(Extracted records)
-- begin --
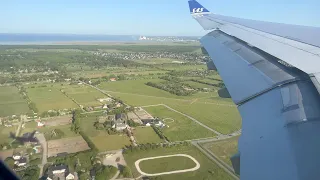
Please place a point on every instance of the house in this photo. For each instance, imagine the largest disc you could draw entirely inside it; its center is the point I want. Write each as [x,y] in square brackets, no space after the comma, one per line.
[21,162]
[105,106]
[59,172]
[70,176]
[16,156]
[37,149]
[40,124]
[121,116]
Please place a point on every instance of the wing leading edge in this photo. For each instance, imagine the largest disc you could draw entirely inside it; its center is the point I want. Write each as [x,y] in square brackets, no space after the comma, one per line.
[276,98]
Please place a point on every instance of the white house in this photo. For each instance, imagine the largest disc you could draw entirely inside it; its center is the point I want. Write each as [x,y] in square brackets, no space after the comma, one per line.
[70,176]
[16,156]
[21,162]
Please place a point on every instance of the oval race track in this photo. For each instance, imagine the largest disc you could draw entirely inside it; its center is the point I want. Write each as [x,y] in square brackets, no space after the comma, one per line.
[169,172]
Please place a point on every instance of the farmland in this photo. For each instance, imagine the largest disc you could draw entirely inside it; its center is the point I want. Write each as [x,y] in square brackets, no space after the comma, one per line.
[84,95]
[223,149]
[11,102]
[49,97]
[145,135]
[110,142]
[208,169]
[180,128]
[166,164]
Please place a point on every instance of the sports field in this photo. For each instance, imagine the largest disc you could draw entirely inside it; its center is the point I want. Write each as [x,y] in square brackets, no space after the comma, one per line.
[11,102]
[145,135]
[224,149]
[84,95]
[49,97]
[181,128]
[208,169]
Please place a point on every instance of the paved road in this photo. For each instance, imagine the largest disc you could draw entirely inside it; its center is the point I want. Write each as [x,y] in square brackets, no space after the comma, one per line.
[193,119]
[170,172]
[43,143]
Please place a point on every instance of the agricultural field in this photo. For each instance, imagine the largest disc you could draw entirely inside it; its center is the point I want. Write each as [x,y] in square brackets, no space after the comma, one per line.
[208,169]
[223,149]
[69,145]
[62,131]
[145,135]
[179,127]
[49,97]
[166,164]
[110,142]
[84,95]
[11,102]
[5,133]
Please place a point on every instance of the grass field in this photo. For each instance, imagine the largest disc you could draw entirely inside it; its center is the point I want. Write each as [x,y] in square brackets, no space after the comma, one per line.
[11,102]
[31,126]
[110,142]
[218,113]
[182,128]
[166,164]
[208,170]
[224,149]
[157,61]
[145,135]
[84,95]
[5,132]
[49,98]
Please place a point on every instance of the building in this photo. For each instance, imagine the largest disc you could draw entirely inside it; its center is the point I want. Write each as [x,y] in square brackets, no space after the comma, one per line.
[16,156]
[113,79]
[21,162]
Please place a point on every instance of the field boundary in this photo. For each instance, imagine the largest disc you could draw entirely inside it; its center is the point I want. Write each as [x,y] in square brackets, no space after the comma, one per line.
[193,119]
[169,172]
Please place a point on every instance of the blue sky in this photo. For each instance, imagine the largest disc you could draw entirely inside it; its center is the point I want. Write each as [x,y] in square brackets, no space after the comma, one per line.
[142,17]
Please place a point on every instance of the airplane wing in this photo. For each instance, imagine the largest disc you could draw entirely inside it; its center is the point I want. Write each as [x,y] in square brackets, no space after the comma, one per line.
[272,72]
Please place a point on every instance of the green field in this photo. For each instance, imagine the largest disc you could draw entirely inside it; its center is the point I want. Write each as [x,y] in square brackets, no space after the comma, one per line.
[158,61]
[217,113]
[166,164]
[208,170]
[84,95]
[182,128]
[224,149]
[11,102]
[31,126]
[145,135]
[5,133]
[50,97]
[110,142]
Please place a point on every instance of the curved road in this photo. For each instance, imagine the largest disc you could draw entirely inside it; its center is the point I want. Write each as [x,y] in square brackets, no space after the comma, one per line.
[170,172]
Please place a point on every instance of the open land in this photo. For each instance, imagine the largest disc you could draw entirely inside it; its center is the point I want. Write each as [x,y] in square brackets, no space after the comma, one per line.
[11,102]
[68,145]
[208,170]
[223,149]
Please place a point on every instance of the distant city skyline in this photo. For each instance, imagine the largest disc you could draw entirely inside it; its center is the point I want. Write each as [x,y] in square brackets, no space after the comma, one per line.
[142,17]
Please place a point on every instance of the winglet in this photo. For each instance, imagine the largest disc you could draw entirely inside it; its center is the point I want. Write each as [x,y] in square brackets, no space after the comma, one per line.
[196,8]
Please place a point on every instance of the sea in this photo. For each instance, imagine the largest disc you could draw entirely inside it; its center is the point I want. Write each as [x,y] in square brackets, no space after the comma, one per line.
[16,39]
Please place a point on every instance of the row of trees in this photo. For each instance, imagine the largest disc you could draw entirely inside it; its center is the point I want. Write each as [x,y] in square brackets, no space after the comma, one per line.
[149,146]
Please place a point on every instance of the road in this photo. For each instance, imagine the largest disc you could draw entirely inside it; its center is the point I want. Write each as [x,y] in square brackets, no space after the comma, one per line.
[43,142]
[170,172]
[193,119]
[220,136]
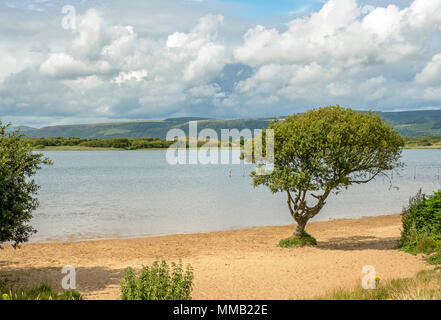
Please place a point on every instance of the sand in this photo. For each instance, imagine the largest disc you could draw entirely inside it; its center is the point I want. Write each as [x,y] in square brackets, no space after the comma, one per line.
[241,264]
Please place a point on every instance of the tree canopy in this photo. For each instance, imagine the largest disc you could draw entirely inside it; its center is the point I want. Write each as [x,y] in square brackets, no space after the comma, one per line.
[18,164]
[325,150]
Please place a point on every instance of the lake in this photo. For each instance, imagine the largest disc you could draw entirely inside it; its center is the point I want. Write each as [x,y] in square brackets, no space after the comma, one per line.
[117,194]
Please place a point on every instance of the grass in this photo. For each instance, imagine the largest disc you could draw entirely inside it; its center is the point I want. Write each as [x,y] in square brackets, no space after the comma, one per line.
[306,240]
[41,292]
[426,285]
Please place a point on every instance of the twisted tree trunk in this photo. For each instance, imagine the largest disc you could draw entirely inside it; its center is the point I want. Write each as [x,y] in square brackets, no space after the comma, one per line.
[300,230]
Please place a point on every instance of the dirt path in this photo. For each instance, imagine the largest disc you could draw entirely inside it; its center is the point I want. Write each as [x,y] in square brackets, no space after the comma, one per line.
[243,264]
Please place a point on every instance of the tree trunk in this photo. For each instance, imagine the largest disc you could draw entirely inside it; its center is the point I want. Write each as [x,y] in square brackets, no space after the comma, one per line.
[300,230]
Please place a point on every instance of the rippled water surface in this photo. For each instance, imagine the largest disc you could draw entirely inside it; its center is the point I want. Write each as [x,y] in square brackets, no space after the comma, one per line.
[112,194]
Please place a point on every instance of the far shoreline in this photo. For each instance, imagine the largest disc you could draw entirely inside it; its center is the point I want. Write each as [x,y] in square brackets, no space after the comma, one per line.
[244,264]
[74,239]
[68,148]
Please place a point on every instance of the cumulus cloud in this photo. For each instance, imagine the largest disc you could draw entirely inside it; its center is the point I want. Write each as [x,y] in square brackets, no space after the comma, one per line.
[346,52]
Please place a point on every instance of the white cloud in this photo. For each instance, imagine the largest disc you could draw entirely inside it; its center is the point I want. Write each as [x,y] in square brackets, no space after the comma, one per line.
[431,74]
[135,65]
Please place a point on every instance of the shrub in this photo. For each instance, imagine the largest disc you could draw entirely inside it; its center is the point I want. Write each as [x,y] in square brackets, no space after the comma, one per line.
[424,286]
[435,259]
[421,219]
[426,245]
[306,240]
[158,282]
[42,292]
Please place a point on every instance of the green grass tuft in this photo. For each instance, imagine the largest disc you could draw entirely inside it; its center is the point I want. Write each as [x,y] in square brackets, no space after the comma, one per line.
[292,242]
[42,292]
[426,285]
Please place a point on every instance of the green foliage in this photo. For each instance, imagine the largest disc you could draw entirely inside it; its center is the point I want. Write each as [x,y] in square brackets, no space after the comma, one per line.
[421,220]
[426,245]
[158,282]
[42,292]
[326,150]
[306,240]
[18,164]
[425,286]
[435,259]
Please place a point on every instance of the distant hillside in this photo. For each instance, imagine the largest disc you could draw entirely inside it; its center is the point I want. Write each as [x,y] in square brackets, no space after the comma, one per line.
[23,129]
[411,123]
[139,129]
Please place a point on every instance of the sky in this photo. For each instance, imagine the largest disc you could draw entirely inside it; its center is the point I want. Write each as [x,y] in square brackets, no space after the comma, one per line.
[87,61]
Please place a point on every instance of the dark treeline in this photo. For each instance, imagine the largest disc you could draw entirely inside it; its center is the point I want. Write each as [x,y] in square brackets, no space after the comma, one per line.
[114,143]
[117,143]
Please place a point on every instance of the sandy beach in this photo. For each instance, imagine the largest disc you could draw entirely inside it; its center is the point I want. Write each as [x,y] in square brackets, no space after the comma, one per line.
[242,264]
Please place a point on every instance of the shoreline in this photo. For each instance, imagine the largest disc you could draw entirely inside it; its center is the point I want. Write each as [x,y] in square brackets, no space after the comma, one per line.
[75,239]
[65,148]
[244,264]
-- end --
■ Exercise directions
Rename "shoreline" to "coastline" in the records, starting at the line that has "Please place a point on every instance of the shoreline" and running through the end of the records. Reproduce those lines with nothing else altered.

■ Complete response
Please place a point on every instance of the coastline in this photo. For each instance, imagine the largest disc you could draw entirely inside it; its center is the point I want. Write each as [x,y] in square brackets, no space after the comma, one per line.
[75,239]
[65,148]
[244,264]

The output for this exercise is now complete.